## SUPPLIED RECORDS
--- START ---
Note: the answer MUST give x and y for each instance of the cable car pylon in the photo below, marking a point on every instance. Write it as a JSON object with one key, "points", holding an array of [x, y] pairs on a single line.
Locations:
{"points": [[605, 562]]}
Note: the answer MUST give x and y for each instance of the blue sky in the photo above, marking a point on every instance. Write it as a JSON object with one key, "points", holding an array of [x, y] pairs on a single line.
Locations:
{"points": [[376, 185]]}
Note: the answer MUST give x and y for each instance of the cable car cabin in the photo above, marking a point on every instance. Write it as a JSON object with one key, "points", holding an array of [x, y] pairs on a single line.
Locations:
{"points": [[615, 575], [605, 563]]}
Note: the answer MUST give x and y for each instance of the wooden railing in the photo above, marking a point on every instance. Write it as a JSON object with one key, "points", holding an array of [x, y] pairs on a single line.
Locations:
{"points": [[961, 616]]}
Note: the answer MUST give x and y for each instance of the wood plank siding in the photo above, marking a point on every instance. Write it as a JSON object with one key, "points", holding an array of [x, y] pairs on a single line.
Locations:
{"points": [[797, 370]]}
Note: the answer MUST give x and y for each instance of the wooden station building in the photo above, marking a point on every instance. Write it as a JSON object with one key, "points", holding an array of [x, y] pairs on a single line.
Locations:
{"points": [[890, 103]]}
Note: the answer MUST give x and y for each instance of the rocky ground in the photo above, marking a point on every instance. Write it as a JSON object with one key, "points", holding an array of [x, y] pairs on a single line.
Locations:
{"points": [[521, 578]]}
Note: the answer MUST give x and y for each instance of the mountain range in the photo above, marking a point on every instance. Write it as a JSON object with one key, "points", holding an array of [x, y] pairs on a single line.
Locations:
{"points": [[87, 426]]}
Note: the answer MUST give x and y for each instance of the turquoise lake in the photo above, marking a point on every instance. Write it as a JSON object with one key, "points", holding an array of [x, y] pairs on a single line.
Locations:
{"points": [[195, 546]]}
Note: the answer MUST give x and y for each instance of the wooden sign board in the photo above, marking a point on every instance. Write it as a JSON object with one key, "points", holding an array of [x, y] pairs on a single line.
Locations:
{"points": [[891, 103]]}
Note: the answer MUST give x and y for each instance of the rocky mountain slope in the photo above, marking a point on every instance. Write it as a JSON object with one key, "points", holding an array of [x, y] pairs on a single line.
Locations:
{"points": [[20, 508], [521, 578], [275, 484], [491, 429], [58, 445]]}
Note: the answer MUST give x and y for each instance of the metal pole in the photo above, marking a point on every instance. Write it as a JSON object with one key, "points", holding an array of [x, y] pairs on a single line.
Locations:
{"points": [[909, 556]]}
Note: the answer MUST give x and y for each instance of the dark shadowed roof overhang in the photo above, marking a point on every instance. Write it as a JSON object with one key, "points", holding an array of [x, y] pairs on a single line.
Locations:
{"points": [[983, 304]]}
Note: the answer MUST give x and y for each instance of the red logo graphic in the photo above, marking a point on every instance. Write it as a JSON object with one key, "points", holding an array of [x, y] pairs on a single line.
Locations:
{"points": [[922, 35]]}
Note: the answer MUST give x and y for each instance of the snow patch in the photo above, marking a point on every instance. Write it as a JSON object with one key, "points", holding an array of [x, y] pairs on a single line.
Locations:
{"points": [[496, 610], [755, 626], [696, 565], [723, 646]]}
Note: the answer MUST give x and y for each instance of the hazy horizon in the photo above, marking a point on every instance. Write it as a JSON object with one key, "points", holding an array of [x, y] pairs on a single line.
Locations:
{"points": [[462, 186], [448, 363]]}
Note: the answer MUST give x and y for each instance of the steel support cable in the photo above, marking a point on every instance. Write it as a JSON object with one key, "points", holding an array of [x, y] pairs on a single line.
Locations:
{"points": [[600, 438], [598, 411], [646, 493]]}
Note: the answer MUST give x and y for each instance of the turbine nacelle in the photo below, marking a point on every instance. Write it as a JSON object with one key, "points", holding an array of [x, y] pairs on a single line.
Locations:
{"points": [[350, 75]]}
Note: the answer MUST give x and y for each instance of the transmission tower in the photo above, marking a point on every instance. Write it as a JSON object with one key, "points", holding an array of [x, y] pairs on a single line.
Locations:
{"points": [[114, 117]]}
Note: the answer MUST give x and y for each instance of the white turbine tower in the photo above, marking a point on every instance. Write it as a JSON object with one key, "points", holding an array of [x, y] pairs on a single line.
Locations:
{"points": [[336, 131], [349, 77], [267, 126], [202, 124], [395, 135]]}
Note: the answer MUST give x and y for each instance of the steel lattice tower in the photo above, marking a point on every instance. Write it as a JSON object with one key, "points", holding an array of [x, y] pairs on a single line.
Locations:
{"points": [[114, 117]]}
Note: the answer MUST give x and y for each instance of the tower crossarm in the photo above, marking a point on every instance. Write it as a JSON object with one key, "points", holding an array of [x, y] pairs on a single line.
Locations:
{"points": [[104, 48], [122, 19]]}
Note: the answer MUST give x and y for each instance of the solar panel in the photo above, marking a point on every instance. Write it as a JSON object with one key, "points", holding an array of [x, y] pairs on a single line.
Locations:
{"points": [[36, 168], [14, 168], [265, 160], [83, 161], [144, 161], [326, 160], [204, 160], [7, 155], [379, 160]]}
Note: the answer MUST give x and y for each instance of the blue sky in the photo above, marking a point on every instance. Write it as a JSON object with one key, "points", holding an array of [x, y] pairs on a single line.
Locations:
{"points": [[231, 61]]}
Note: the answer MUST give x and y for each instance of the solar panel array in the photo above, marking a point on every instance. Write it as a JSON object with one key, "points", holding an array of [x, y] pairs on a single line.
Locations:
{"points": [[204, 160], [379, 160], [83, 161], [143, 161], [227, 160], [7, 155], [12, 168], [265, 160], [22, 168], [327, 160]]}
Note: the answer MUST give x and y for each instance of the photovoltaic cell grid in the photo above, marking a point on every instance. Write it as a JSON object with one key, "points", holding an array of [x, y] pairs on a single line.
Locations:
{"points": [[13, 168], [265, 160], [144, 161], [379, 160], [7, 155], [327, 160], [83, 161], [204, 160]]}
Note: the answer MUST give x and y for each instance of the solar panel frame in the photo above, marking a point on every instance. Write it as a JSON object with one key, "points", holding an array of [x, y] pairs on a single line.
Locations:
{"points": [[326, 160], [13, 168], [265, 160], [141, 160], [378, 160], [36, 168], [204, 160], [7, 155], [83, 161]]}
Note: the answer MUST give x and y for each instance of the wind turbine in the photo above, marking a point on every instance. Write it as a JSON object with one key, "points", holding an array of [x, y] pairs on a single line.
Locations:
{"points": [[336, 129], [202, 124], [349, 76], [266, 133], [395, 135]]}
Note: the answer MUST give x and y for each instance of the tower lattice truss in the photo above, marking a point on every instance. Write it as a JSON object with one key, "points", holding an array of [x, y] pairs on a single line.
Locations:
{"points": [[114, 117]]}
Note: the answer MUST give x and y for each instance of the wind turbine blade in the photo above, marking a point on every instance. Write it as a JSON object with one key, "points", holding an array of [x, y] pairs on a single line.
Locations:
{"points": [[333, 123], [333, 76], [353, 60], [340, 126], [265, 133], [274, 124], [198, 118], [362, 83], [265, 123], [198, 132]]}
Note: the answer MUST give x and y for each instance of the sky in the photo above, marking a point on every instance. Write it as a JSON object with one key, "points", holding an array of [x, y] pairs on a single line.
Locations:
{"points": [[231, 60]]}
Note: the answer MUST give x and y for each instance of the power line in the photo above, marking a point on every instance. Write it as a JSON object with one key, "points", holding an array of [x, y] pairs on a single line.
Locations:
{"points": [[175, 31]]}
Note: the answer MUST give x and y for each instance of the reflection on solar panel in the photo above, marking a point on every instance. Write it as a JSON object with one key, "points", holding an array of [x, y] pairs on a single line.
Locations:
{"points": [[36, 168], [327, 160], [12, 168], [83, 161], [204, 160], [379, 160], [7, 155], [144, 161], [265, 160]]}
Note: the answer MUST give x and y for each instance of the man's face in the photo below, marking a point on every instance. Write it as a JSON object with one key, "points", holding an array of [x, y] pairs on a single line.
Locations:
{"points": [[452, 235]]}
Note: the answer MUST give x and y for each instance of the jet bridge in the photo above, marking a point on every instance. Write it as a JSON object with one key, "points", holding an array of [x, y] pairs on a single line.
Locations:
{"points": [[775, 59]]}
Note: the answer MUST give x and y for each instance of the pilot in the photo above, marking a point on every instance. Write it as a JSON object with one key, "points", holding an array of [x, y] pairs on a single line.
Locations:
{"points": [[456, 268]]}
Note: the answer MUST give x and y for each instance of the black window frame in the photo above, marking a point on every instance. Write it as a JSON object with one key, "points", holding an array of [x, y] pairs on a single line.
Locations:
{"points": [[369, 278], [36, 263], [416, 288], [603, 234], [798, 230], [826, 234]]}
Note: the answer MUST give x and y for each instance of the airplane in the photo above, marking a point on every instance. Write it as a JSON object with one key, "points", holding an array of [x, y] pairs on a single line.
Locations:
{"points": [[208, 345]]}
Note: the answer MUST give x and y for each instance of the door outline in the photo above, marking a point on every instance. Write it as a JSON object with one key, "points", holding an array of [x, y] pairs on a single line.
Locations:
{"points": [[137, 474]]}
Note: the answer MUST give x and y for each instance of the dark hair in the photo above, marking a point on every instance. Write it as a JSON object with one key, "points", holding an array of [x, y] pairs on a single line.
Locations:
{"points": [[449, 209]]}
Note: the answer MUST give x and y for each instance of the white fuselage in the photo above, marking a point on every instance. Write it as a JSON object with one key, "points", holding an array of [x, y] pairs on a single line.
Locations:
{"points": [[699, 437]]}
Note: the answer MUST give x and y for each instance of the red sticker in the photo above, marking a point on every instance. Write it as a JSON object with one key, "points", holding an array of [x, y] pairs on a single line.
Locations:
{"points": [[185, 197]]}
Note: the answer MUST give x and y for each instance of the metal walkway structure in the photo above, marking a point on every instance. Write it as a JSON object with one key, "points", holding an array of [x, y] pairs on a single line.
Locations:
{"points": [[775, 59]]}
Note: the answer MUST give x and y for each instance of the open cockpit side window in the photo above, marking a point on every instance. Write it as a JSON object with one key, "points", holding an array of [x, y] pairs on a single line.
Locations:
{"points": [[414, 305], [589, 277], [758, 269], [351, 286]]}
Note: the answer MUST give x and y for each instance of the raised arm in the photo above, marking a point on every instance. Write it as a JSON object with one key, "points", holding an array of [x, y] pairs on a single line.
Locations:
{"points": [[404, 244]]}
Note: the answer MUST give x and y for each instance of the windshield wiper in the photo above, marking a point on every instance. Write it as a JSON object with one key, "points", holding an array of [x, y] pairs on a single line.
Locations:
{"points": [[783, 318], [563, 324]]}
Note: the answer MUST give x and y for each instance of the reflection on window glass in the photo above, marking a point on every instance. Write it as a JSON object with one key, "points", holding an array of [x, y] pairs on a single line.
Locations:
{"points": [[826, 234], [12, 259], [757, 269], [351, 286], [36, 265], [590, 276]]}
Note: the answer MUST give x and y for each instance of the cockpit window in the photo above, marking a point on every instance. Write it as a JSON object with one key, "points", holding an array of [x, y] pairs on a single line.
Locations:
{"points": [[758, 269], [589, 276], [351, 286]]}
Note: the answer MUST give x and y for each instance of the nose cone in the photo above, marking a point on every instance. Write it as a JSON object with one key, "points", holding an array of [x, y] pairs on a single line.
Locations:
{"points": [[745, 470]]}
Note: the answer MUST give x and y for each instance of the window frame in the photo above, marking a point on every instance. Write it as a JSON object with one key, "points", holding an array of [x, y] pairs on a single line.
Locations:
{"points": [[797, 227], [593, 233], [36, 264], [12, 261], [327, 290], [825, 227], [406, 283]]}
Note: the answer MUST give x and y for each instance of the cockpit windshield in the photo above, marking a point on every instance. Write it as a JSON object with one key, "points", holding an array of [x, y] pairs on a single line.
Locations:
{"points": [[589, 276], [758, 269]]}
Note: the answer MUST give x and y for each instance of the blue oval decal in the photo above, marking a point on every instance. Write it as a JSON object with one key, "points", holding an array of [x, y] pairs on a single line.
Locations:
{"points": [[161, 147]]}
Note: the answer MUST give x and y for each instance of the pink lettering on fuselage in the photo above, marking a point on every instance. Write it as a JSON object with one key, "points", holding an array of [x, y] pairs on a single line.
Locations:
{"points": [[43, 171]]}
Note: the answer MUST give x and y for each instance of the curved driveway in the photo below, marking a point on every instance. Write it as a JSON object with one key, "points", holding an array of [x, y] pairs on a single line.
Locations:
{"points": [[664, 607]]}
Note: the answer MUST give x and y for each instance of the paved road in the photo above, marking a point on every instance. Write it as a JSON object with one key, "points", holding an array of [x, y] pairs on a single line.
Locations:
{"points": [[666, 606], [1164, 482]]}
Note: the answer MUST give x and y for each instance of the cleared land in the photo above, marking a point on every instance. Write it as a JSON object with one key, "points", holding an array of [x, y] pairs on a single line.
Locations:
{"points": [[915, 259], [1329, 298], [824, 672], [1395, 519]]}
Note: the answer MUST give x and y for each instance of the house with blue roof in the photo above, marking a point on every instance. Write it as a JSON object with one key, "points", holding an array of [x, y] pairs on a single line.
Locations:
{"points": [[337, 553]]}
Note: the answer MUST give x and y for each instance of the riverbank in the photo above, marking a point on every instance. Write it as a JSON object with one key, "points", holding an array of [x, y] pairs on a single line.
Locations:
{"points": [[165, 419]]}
--- END ---
## WHAT IS EXPECTED
Reproduce the line that contains "of the riverbank" and each line after it through the last line of the entries above, exactly; leave out all earlier lines.

## SOLUTION TO THE PROBLEM
Note: the answer MUST give x and y for each instance of the riverbank in the photo above, marking a point on every instance. Write it as a JSON object with one key, "points", holding an array of [x, y] pairs on a single line.
Locations:
{"points": [[165, 419]]}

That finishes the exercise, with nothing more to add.